Task prompt: Quote the passage on systems and complex systems below in full, word for word.

Source passage:
Segment Open

A system can exhibit
properties that produce
behaviors which are distinct from the properties and behaviors of its parts; these system-wide or
global
properties and behaviors are characteristics of how the system
interacts with or appears to its environment, or of how its parts behave
(say, in response to external stimuli) by virtue of being within the
system. The notion of
behavior implies that the study of systems is also concerned with processes that take place over time (or, in
mathematics, some other
phase space parameterization). Because of their broad, interdisciplinary applicability, systems concepts play a central role in complex systems.
As a field of study, complex systems is a subset of
systems theory.
General systems theory focuses similarly on the collective behaviors of
interacting entities, but it studies a much broader class of systems,
including non-complex systems where traditional reductionist approaches
may remain viable. Indeed, systems theory seeks to explore and describe
all
classes of systems, and the invention of categories that are useful to
researchers across widely varying fields is one of systems theory's main
objectives.
As it relates to complex systems, systems theory contributes an
emphasis on the way relationships and dependencies between a system's
parts can determine system-wide properties. It also contributes the
interdisciplinary perspective of the study of complex systems: the
notion that shared properties link systems across disciplines,
justifying the pursuit of modeling approaches applicable to complex
systems wherever they appear. Specific concepts important to complex
systems, such as emergence, feedback loops, and adaptation, also
originate in systems theory.
Complexity
Systems
exhibit complexity when difficulties with modeling them are endemic.

Segment Closed

Information provided:
Segment Open

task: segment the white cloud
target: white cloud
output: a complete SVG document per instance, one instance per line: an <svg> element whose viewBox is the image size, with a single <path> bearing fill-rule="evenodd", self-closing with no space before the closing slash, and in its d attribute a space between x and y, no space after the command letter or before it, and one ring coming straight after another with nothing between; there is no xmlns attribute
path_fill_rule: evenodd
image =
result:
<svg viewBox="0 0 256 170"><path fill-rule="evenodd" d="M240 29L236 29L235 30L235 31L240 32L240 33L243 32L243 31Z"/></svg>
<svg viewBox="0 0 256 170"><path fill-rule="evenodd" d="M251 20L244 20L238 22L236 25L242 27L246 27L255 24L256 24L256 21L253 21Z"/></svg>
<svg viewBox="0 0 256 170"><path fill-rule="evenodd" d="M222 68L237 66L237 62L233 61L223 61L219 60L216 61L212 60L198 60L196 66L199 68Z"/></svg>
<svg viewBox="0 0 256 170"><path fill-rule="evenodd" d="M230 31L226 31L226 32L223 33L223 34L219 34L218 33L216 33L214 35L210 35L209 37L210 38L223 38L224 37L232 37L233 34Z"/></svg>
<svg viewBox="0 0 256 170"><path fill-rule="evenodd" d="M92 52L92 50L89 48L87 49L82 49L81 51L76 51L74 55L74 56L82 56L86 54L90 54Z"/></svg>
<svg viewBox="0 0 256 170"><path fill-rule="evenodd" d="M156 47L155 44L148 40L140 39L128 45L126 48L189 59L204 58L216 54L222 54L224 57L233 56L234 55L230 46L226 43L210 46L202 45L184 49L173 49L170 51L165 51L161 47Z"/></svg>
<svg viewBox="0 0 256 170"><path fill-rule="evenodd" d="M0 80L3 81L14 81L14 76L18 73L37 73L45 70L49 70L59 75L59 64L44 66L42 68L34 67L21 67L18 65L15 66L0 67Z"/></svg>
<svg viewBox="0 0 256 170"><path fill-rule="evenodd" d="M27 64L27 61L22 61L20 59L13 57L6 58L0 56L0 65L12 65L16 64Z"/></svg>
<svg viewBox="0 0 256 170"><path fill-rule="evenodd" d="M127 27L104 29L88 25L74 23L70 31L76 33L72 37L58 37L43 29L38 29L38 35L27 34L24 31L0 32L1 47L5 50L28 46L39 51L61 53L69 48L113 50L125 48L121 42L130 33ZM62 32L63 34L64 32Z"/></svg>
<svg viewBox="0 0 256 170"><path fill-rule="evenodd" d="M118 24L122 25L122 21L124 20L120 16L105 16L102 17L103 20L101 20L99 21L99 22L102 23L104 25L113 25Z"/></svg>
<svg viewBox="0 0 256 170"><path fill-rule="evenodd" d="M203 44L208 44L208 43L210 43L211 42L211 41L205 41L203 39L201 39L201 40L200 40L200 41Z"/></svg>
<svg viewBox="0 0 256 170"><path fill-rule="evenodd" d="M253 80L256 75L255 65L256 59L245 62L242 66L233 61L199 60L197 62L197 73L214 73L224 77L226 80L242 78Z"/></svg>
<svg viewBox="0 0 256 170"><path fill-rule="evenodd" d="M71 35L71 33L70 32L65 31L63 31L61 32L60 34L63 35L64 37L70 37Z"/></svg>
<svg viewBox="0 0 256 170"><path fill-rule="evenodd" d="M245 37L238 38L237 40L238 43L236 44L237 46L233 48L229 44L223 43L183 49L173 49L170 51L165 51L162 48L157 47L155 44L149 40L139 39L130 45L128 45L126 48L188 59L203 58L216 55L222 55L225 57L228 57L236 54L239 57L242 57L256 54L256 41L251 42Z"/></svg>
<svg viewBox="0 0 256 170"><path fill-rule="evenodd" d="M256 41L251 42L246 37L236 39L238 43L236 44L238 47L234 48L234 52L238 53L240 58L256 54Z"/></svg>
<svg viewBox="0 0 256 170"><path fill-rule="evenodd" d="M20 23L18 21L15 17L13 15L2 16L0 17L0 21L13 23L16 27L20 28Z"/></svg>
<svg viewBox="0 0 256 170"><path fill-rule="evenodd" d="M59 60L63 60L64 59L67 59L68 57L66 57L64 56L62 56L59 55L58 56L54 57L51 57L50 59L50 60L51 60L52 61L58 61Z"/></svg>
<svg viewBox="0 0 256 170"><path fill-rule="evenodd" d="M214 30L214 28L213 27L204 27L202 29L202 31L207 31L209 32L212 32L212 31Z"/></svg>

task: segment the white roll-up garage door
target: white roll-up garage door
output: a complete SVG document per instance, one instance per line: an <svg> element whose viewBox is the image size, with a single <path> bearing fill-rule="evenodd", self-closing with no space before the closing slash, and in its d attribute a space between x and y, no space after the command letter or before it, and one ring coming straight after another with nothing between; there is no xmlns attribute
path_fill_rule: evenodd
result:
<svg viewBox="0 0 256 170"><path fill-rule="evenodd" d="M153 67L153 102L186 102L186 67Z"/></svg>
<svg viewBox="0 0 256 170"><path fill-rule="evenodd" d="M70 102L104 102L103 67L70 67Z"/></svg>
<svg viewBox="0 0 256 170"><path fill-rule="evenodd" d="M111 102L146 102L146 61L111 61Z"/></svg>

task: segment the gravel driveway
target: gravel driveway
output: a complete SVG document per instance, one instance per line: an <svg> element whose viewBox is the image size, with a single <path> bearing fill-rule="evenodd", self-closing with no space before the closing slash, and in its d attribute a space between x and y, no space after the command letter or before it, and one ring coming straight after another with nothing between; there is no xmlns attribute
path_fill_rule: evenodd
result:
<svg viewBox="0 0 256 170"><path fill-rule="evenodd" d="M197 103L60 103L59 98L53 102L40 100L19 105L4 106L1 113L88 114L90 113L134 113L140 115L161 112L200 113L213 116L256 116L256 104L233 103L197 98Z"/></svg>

Segment Closed

Output of the exercise:
A system can exhibit
properties that produce
behaviors which are distinct from the properties and behaviors of its parts; these system-wide or
global
properties and behaviors are characteristics of how the system
interacts with or appears to its environment, or of how its parts behave
(say, in response to external stimuli) by virtue of being within the
system. The notion of
behavior implies that the study of systems is also concerned with processes that take place over time (or, in
mathematics, some other
phase space parameterization). Because of their broad, interdisciplinary applicability, systems concepts play a central role in complex systems.
As a field of study, complex systems is a subset of
systems theory.
General systems theory focuses similarly on the collective behaviors of
interacting entities, but it studies a much broader class of systems,
including non-complex systems where traditional reductionist approaches
may remain viable. Indeed, systems theory seeks to explore and describe
all
classes of systems, and the invention of categories that are useful to
researchers across widely varying fields is one of systems theory's main
objectives.
As it relates to complex systems, systems theory contributes an
emphasis on the way relationships and dependencies between a system's
parts can determine system-wide properties. It also contributes the
interdisciplinary perspective of the study of complex systems: the
notion that shared properties link systems across disciplines,
justifying the pursuit of modeling approaches applicable to complex
systems wherever they appear. Specific concepts important to complex
systems, such as emergence, feedback loops, and adaptation, also
originate in systems theory.
Complexity
Systems
exhibit complexity when difficulties with modeling them are endemic.